═════ Text provided ═════

Reconciler in chief: Obama appeals to the people on foreign visits

You can take the president out of the campaign but you can’t take the campaign out of the president.

In eight years of trips overseas, President Barack Obama has sought to use the soaring, bridge-building rhetoric that rocketed him to the top of the political world in the United States on audiences overseas. He reaches past the leaders he meets at summits and state dinners to their people, trying to forge an emotional bond across barriers of language, ideology and culture.

The tradition continues when Obama addressed the Lao people Tuesday as he seeks to close a historical circle in a reclusive, Communist nation that was saturated by US bombing during a secret war linked the conflict in neighboring Vietnam.

“I realize that having a US president in Laos would have once been unimaginable,” Obama said. “That conflict was another reminder that whatever the cause, whatever our intentions, war inflicts terrible toll, especially on innocent men, women and children. Today I stand with you in acknowledging the sacrifices on all sides of that conflict. From the anguish of war, there came an unlikely bond between our two peoples.”

It was one of the last major foreign policy speeches of Obama’s administration. He summed up the pivot to Asia that is at the center of his global agenda as a lasting shift and not a “passing fad.”

═════ Source data ═════

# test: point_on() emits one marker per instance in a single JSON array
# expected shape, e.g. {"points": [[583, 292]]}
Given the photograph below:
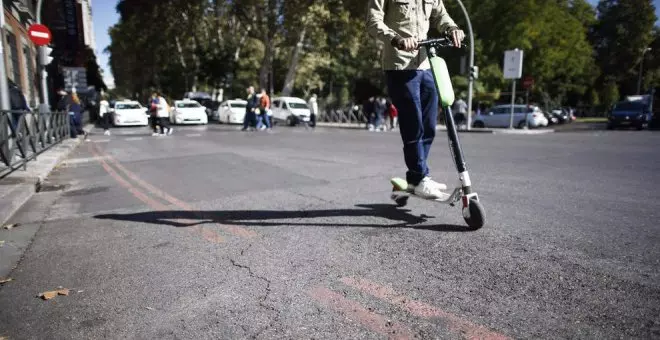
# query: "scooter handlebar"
{"points": [[439, 43]]}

═════

-- Directives --
A - In the article on Obama's foreign visits, what barriers does Obama try to forge an emotional bond across?
B - Shift each coordinate in the points of the listing's answer by -52, keeping the numbers on every other line unchanged, and write out all lines of the listing with that change. Leave out the picture.

-- Problem solutions --
A - Language, ideology and culture.

B -
# test: point_on() emits one marker per instance in a single JSON array
# expected shape, e.g. {"points": [[583, 292]]}
Given the photograph below:
# query: "scooter handlebar"
{"points": [[387, -9]]}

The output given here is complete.